● **Activity list**
(a) Please answer these questions from the text about lawyers and damage awards:
(i) Which kinds of cases make up by far the majority of cases handled by the courts?
(ii) Before starting a lawsuit, what must an attorney make into the facts?
(iii) Out of 762,000 cases, how many resulted in awards of punitive damages?
(b) Return, word for word, the stretch of the text about lawyers and damage awards starting at "17.     Lawyers" and ending at "on their own.".

17.     Lawyers stir up litigation for their  own personal profit.


    Most legal cases are not the result of lawyers advising clients to sue, but are the result of circumstances in which the parties have no choice but to get legal help. Criminal and family law cases (including divorce) are by far the majority of cases handled by our courts. Real estate transactions, setting up small businesses, collections, tax problems – the largest part of legal work – all come from people who seek out legal advice on their own.


    People usually think of personal injury cases, or class actions, when they suspect lawyers of stirring up litigation. In a personal‑injury case, it is the victim who seeks out the lawyer for help. Even then, court rules and Mississippi Rules of Professional Conduct prohibit an attorney from starting any lawsuit until he or she has made a “reasonable inquiry” into the facts, and determined that the case is “well‑grounded in facts.” A lawyer can start and pursue class‑action cases. However, class actions are a very small percentage of all cases, and very few lawyers work on them.


18.     Huge punitive damage awards are frequent and on the rise.


    Surprisingly few Mississippi citizens understand that punitive damages are neither frequent nor on the rise, and they are allowed only to punish very reprehensible conduct. According to William Glaberson, “When the Verdict is Just a Fantasy” (Sunday, The New York Times, Section 4, p. 1, June 6, 1999), astudy of the courts in the nation’s 75 largest counties conducted by the National Center for State Courts found that only 364 out of 762,000 cases resulted in awards of punitive damages – only about 0.047 percent! Glaberson reports:   “... a study of 16 states by the same center showed that the number of liabilitysuits has declined by nine percent since 1986.”

● **Data for analysis**
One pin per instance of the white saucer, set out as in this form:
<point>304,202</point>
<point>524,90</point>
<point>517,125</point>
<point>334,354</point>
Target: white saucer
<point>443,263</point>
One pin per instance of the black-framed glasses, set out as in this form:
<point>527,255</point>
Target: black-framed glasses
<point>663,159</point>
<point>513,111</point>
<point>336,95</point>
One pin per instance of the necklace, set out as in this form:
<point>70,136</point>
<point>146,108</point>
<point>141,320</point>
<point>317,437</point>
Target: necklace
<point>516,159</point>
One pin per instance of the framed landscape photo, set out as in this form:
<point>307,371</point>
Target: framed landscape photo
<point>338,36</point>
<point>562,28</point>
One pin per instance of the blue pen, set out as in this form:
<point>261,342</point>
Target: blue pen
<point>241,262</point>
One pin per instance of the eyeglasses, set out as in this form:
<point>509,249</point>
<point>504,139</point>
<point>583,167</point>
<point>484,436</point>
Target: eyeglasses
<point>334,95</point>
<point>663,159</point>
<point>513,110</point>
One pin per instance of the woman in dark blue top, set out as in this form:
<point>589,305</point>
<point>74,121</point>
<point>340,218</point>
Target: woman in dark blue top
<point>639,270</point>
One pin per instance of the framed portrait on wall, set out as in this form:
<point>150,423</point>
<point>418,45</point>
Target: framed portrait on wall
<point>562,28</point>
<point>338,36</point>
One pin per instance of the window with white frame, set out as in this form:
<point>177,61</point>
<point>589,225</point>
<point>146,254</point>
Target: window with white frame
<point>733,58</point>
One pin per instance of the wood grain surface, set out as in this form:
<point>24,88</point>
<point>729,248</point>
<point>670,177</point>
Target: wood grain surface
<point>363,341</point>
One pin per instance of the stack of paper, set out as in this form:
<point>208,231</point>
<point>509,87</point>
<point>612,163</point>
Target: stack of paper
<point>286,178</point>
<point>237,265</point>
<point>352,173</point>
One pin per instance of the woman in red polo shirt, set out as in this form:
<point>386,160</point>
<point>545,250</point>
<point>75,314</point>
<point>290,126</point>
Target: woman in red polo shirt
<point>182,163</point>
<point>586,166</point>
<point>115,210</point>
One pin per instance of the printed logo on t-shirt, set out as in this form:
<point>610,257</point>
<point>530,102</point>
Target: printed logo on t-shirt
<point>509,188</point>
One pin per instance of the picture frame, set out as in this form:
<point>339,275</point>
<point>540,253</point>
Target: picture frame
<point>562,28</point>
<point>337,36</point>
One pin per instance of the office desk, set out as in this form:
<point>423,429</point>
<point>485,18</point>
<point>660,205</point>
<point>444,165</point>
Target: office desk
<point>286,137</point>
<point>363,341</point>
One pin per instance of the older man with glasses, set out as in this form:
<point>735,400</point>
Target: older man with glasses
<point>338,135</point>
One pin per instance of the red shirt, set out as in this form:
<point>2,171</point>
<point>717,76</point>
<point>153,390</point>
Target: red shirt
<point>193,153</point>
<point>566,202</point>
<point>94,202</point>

● **Results by task**
(a)
(i) Criminal and family law cases, including divorce.
(ii) A "reasonable inquiry."
(iii) 364.

(b)
17.     Lawyers stir up litigation for their  own personal profit.


    Most legal cases are not the result of lawyers advising clients to sue, but are the result of circumstances in which the parties have no choice but to get legal help. Criminal and family law cases (including divorce) are by far the majority of cases handled by our courts. Real estate transactions, setting up small businesses, collections, tax problems – the largest part of legal work – all come from people who seek out legal advice on their own.